■ WHAT THE TASK ASKS
The line containing "the arched niche" and every line after it, through the last, are to be extracted exactly; no other lines belong in the answer.

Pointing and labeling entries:
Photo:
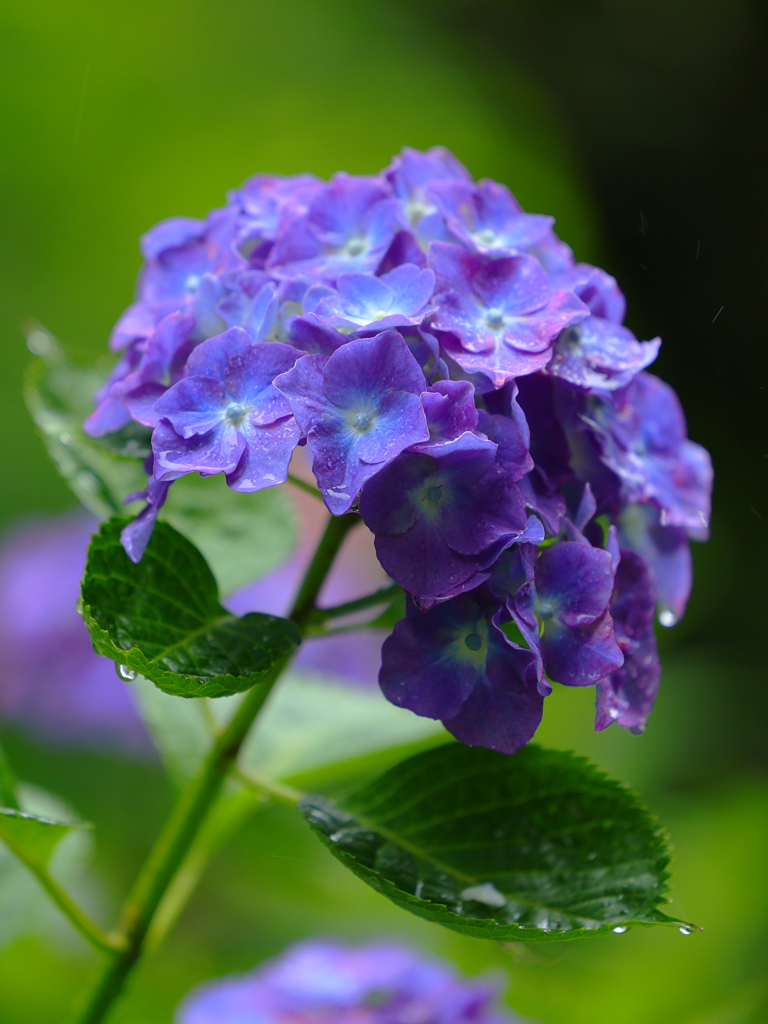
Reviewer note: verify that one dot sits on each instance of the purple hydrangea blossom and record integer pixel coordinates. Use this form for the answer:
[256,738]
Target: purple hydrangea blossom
[455,664]
[348,227]
[161,364]
[487,219]
[320,981]
[411,176]
[599,353]
[667,552]
[51,682]
[225,416]
[441,518]
[627,695]
[642,436]
[423,335]
[267,204]
[504,312]
[358,410]
[561,608]
[367,302]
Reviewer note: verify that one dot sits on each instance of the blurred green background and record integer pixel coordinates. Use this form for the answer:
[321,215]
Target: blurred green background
[640,125]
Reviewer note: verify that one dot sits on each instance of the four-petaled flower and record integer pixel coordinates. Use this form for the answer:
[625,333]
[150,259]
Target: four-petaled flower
[504,312]
[225,416]
[358,410]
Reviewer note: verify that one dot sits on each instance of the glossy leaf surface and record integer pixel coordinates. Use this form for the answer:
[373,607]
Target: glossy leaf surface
[534,847]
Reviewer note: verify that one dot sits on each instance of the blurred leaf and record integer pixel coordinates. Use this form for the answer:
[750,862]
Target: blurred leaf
[309,725]
[25,907]
[311,722]
[100,471]
[163,619]
[31,838]
[242,537]
[535,847]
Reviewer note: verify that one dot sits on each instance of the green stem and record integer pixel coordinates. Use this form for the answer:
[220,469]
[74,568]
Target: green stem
[7,783]
[87,928]
[380,597]
[174,842]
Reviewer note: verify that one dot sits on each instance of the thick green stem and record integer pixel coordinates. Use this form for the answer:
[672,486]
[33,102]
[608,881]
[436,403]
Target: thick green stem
[175,840]
[7,783]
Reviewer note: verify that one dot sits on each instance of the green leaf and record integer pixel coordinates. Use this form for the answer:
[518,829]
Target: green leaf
[35,838]
[241,536]
[534,847]
[163,619]
[100,471]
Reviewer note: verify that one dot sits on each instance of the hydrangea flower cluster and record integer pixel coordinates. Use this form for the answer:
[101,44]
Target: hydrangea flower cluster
[464,384]
[322,981]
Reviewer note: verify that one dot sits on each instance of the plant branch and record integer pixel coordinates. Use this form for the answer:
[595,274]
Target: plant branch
[179,833]
[380,597]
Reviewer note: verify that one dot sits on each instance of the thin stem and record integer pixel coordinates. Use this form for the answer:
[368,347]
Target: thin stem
[89,929]
[178,835]
[7,783]
[380,597]
[280,791]
[336,530]
[298,482]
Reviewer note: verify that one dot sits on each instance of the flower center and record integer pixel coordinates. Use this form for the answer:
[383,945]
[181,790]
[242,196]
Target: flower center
[355,247]
[473,641]
[235,414]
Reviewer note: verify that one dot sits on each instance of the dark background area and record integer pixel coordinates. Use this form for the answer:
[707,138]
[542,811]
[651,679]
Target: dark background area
[641,125]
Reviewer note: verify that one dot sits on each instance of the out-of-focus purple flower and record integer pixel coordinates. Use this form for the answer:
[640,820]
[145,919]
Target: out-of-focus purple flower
[487,219]
[503,311]
[593,286]
[561,608]
[455,664]
[322,981]
[441,518]
[667,551]
[348,227]
[51,682]
[599,353]
[161,364]
[181,256]
[365,301]
[358,410]
[225,417]
[267,204]
[642,436]
[135,536]
[411,176]
[627,695]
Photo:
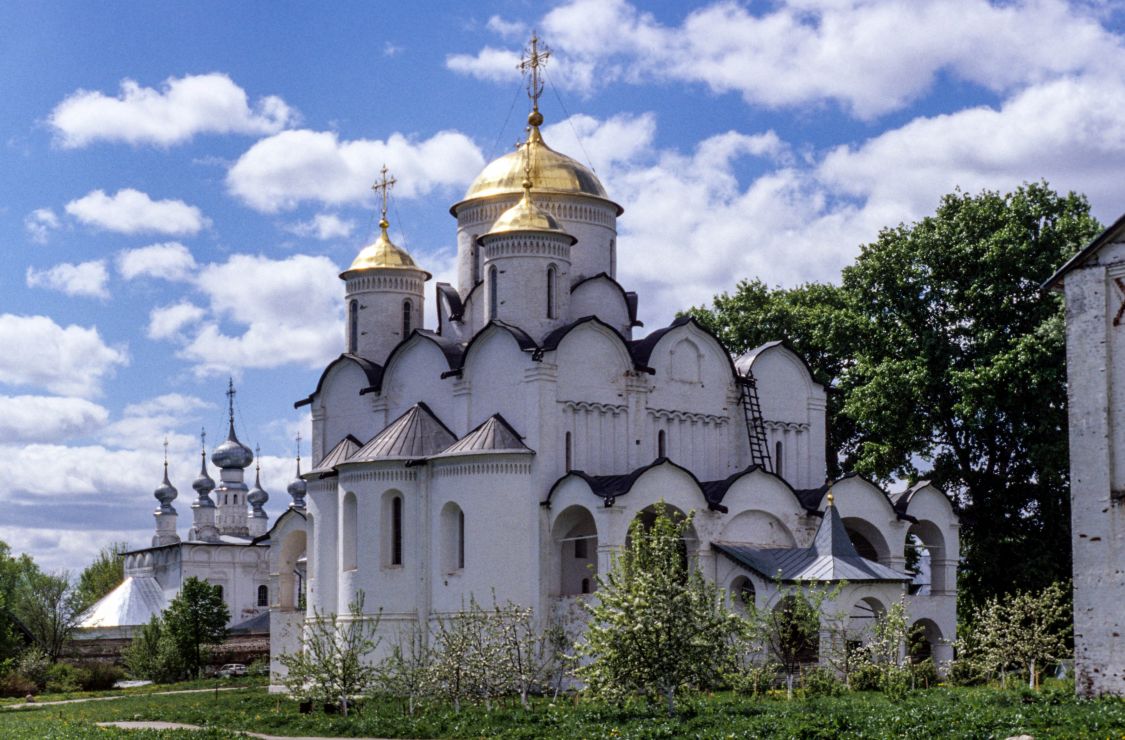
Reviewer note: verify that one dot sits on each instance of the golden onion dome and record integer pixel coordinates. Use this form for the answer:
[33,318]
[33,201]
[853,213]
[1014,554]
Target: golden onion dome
[383,254]
[525,216]
[552,173]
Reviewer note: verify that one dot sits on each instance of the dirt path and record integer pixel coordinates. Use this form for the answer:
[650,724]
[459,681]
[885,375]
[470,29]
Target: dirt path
[24,705]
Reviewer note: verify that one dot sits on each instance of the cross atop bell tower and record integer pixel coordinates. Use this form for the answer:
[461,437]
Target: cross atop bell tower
[530,63]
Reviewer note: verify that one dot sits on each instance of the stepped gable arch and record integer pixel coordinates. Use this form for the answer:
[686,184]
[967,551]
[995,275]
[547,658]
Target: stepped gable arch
[421,348]
[371,371]
[602,296]
[610,488]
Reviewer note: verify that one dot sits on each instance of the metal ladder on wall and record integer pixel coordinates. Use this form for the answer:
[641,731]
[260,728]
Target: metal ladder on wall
[755,426]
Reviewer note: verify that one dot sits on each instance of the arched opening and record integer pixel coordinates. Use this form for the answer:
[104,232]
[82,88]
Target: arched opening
[407,317]
[352,326]
[743,594]
[452,537]
[349,544]
[866,539]
[291,570]
[493,294]
[924,550]
[551,272]
[575,535]
[689,543]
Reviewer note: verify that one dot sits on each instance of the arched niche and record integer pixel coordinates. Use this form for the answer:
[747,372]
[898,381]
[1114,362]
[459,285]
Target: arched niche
[867,540]
[574,534]
[926,555]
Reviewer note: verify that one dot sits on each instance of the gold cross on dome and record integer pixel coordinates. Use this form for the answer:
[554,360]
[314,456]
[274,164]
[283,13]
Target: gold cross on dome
[383,187]
[533,57]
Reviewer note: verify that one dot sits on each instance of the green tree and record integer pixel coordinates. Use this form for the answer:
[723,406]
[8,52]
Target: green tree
[195,621]
[48,607]
[944,360]
[331,666]
[657,625]
[104,575]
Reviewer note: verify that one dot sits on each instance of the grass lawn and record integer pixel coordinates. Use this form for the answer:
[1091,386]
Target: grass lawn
[933,713]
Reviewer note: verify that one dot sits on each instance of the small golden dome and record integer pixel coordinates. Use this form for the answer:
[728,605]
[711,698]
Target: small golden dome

■ REPLY
Reviewer note: verify that one dot sits on each instance of the arched niche and record integer pixel coordinates. Use this form for the answer:
[747,372]
[898,381]
[1114,362]
[459,285]
Target: arched niche
[867,540]
[574,534]
[926,555]
Reviewer note: verify that one dot sits on each instance of the gold cross on dome and record integer pixel coordinates. Use this form for the answer:
[554,360]
[314,456]
[274,164]
[283,13]
Target: gold cross on dome
[383,187]
[533,57]
Reviewer note: verify that one dot sits on each instance of the green tree and record integer pixel coordinates. Use this form for the answer:
[723,406]
[8,52]
Target: green tree
[195,621]
[48,607]
[944,360]
[331,666]
[657,625]
[104,575]
Reviewer note: verify that one dot sits on each instance of the grass lawn and record integer pixel coordinates. Use this form for the answer:
[1091,386]
Target: grass lawn
[933,713]
Reviewer note: verify that one dot sits on each instance of the small golden dome and record integer pixel coordinates. Use this form for the answer:
[728,605]
[711,698]
Target: small golden dome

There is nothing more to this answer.